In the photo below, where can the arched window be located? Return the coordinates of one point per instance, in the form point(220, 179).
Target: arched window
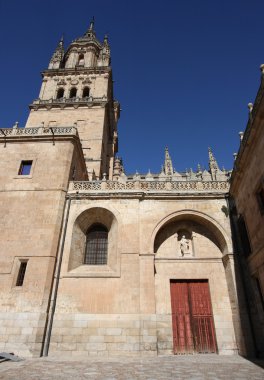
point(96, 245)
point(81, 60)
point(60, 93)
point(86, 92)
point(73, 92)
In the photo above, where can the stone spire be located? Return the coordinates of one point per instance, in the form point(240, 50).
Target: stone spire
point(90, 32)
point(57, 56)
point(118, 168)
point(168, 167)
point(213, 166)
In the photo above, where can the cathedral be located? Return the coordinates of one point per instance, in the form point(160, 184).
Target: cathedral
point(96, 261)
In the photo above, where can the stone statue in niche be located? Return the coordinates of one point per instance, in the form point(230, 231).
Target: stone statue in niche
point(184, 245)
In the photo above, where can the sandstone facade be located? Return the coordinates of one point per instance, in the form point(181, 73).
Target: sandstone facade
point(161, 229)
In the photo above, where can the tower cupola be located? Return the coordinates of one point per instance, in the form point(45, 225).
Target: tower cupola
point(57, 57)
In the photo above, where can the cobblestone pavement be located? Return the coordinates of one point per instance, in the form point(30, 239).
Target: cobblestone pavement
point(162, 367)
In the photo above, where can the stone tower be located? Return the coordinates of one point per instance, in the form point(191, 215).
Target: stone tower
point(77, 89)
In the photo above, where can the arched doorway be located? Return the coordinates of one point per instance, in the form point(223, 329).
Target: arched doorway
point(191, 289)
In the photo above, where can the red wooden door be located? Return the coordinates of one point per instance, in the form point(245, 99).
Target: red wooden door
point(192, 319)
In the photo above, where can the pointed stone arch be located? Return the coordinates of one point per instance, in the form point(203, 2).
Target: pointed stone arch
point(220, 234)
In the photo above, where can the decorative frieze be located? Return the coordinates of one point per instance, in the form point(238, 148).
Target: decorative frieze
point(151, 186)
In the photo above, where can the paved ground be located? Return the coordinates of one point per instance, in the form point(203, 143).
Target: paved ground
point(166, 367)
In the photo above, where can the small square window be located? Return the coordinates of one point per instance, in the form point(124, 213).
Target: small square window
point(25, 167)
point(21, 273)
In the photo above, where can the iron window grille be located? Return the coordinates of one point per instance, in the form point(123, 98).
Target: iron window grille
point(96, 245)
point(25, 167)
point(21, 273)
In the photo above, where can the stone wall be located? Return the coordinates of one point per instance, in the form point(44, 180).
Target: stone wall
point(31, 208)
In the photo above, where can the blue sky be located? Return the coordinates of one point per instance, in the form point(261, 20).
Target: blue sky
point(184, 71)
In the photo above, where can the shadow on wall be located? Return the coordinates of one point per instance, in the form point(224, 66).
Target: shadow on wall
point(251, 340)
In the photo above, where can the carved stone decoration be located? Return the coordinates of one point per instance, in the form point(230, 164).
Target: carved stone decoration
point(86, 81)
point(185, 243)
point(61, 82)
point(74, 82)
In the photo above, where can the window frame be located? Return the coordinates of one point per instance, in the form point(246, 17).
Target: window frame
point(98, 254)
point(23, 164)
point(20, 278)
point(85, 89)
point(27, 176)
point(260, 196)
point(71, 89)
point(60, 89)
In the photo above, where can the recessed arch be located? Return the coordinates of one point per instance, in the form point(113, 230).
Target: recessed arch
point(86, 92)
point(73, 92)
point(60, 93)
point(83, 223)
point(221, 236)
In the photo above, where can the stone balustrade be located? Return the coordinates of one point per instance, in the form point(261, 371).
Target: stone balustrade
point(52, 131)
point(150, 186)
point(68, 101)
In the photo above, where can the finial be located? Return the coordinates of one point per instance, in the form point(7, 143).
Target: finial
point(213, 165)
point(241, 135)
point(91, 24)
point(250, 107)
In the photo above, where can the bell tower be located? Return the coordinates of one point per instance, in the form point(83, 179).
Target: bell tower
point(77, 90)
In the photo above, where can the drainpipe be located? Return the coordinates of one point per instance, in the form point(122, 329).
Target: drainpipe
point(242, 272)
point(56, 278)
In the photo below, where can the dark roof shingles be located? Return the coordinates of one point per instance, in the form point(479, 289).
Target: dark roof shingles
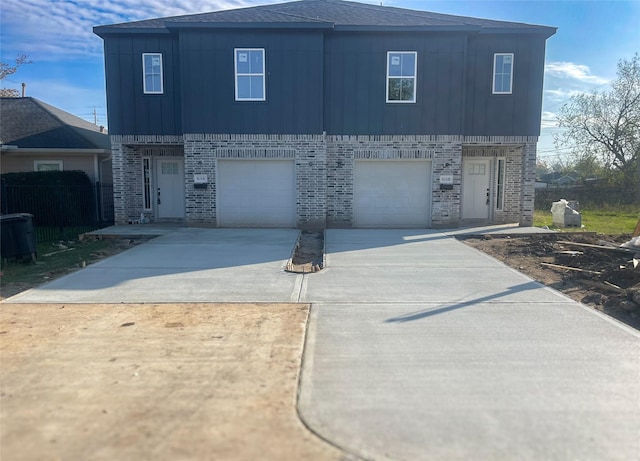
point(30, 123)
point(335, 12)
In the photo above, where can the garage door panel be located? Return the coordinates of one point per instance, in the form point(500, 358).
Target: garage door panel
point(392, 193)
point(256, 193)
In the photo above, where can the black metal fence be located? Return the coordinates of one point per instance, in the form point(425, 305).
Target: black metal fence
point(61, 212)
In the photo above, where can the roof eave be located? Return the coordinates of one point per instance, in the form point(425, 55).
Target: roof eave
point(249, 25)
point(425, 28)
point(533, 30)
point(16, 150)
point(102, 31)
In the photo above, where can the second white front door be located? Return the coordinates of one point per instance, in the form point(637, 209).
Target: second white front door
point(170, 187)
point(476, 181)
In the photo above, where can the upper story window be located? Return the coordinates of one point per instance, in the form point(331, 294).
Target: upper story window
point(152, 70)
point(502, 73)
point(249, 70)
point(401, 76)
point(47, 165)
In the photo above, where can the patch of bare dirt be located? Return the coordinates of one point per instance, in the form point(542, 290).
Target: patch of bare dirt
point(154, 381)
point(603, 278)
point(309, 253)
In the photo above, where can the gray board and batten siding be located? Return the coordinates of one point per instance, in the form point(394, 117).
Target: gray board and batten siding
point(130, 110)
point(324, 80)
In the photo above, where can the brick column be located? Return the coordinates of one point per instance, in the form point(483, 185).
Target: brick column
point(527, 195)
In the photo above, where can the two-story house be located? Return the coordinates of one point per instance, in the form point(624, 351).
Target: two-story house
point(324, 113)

****************

Task to carry out -> Determine the number of lines in the data above that include the word "below", then answer with that number alone.

Worked solution -> 2